Work request 1
In the tomato seed article, how long have seed catalogs been arriving?
Work request 2
Continue the tomato seed-choosing article from the point where it stops.

Provided passage

■ ■ ■ ■

Tomato Season Starts Now – It’s Time to Choose the Seeds

Last Saturday winter began in earnest: steel gray sky, cotton candy snow: very beautiful, very cold,

snowy yard 7-15 12:06

Then, after the mail came, very much time to be thinking about next year’s tomatoes.

Seed catalogs don’t wait for Christmas any more; they’ve been coming in for about a month. Now the pace is picking up and after last summer’s disastrous late blight, I’m looking through their offerings in a whole new way, because

n the summer of ’09, purely by accident, we had hybrid beefsteaks in the greenhouse.

In the summer of ’09, purely by accident, we had hybrid beefsteaks in the greenhouse.

They were the only tomatoes we got and although they weren’t as good as our favorite heirlooms they were better than anything we could buy locally, heirloom or hybrid.

The story of how this came to be is with the tips for managing late blight organically. But since it would be far, far better not to have any late blight to manage, this is my seed-choosing strategy for (I hope) lots of delicious tomatoes in 2010:

1. Diversify even more than usual. Late bearing heirloom beefsteaks like ‘Brandywine’, ‘Kellogg’s Breakfast’ and ‘Costoluto Genovese’ are unquestionably the most delicious, but they’re also the iffiest. So this spring we’ll be starting a wider variety of mid-season slicers, adding red classics – ‘Marmande’? ‘Rutgers’? ‘Bonny Best’? – to old favorite ‘Evergreen’. And on the theory that stronger is better, at least two varieties will be disease resistant hybids.

■ ■ ■ ■

Data under study
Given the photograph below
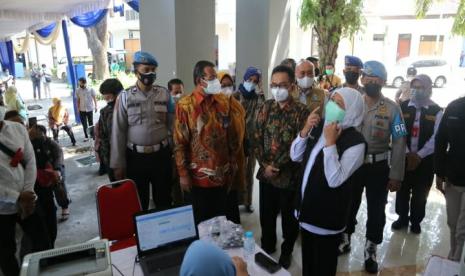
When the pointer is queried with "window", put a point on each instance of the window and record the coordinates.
(378, 37)
(131, 15)
(431, 45)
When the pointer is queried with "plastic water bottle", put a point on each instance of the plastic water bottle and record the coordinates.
(249, 247)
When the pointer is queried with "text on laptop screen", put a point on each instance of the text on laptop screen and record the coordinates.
(160, 228)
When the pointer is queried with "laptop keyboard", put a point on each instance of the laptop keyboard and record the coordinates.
(157, 263)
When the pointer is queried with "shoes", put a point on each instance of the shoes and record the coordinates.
(344, 246)
(415, 229)
(371, 265)
(285, 260)
(399, 224)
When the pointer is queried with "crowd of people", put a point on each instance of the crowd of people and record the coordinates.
(318, 143)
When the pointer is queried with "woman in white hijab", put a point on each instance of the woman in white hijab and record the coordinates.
(330, 152)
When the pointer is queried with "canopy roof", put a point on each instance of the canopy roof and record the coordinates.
(19, 15)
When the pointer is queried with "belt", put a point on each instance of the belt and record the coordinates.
(378, 157)
(148, 149)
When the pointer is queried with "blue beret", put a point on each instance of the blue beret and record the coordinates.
(353, 61)
(141, 57)
(375, 68)
(252, 71)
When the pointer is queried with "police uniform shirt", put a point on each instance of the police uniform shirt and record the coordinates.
(383, 128)
(140, 118)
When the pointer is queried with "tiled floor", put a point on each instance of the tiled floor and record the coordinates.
(401, 253)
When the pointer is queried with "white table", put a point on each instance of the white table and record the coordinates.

■ ■ ■ ■

Task answer 1
For about a month.

Task answer 2
 All that was left of this year’s crop after Thanksgiving

All that was left of this year’s crop after Thanksgiving

The greenhouse tomatoes were ‘Big Beef’, but that was chosen because it looked good as a rootstock for grafting. Don’t know what we’ll choose this year except that it’ll be something else and that it won’t be ‘Celebrity.’*

2. Plant more cherry tomatoes, including ‘Matt’s Wild Cherry’, a variety several readers – thanks, guys! – reported had natural LB resistance. The disease resistances available are many and various, but Late Blight (Phytopthera infestans) is not among them. There are no proven LB resistant tomatoes unless you count ‘Legend.

3. Remain fussy. It might seem as though ‘Legend’ should be on the must-have list, but it’s an early, cold-tolerant determinate, which 35 years of trials have convinced me translates as “ after you say they’re tomatoes there’s nothing else good to report.” No matter what the consequences, my vegetable variety bottom line remains Better than Bought or don’t Bother. Life is too short – and the gardens too small – for anything else to make sense.

4. Avoid imported plants. All seedlings not grown by Jan up at Barley Jo ( see heirlooms) will be grown by me or by a local farmer I deeply trust. That includes all seedlings offered by garden centers that sell mass-produced tomato plants, even unrelated things like marigolds and cosmos. The blight only grows on nightshades but its wind-borne spores travel fast, so they could easily be lurking on any plant in the tomatoes’ vicinity. The spores don’t live long on their own, but they live long enough to travel for up to 50 miles and that’s tough enough for me.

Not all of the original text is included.